§ Work to complete:
Reproduce the items character for character, from the first line through the line that contains "513 1029 L 510", including both of those lines.

(Records)

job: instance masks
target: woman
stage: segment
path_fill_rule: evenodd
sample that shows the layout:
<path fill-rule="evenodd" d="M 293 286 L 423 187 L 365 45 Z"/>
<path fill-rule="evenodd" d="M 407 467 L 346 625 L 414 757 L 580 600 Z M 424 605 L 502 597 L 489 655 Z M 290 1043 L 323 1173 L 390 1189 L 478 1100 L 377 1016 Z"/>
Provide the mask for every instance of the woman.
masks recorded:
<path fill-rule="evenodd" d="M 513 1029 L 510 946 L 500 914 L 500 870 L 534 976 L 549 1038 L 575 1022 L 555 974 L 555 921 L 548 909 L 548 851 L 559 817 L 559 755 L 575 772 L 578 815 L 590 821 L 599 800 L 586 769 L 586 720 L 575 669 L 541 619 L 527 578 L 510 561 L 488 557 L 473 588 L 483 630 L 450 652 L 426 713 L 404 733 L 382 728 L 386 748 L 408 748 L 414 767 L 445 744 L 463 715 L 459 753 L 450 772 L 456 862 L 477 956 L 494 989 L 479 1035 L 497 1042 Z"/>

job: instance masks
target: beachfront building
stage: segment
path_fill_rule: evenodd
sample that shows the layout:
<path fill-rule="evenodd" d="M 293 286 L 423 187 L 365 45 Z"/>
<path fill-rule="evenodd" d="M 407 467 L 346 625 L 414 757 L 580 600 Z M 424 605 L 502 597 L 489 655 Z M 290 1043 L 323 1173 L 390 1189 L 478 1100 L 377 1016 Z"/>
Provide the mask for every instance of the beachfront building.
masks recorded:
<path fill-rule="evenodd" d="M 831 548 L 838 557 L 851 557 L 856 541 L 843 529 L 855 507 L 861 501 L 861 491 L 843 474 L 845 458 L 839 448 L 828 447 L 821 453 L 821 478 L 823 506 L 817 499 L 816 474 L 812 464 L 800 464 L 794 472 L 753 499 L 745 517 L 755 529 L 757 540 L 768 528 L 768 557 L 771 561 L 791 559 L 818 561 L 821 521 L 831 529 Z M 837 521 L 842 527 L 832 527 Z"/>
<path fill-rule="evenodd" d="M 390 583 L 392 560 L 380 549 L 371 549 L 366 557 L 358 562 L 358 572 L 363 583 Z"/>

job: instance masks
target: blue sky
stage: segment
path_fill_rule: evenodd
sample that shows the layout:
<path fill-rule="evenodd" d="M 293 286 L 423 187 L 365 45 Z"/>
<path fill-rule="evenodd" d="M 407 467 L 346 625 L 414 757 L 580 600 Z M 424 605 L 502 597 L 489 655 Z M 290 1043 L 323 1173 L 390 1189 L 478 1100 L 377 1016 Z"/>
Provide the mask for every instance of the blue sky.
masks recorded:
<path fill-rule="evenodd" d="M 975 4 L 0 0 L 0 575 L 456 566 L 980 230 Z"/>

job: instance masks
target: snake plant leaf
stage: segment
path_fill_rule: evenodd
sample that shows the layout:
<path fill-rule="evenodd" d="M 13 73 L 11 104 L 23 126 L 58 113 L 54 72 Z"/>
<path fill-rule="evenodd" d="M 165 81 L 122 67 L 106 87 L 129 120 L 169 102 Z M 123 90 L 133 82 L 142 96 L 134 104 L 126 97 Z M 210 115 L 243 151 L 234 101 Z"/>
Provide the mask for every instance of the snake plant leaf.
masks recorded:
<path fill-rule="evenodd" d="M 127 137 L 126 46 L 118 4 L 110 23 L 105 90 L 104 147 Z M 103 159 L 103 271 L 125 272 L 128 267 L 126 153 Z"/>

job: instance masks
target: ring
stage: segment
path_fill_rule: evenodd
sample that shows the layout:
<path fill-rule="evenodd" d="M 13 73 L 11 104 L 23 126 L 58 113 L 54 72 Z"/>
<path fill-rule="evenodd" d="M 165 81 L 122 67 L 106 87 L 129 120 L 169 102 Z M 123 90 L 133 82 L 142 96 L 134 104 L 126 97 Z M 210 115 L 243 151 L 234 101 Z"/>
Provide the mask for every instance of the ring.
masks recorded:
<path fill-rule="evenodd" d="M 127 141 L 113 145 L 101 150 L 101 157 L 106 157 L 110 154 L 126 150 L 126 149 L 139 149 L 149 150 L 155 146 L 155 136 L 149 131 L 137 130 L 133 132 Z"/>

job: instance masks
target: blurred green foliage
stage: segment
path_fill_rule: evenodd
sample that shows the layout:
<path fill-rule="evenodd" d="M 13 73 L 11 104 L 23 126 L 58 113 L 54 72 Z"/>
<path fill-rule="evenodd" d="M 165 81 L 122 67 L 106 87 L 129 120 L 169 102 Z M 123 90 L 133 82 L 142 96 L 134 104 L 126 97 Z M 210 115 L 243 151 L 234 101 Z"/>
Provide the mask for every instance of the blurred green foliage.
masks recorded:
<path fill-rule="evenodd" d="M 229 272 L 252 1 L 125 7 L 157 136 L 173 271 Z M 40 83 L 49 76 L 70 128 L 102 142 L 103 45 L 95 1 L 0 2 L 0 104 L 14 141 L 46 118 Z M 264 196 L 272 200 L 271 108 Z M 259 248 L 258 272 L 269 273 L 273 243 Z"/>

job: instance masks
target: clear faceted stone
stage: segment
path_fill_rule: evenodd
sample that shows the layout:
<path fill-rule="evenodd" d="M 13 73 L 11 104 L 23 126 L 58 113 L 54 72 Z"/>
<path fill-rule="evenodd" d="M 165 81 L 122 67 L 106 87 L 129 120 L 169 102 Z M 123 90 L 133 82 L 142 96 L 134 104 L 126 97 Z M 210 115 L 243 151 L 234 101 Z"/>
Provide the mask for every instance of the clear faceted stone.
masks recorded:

§ Full answer:
job: instance masks
target: woman
stage: segment
path_fill_rule: evenodd
sample that shows the layout:
<path fill-rule="evenodd" d="M 293 286 L 423 187 L 365 45 Z"/>
<path fill-rule="evenodd" d="M 407 467 L 346 625 L 414 757 L 580 600 Z M 424 605 L 502 597 L 489 655 Z M 290 1043 L 323 1173 L 390 1189 L 478 1100 L 377 1016 Z"/>
Provide the mask for every instance of the woman.
masks recorded:
<path fill-rule="evenodd" d="M 513 1029 L 510 946 L 500 914 L 500 870 L 534 976 L 549 1038 L 575 1022 L 555 974 L 555 921 L 548 909 L 548 851 L 559 817 L 559 755 L 575 772 L 578 815 L 590 821 L 599 800 L 586 769 L 586 720 L 575 669 L 541 619 L 527 578 L 510 561 L 488 557 L 473 588 L 483 630 L 450 652 L 426 713 L 404 733 L 382 728 L 386 748 L 408 748 L 414 767 L 445 744 L 463 715 L 459 753 L 450 772 L 456 862 L 477 956 L 494 989 L 479 1035 L 497 1042 Z"/>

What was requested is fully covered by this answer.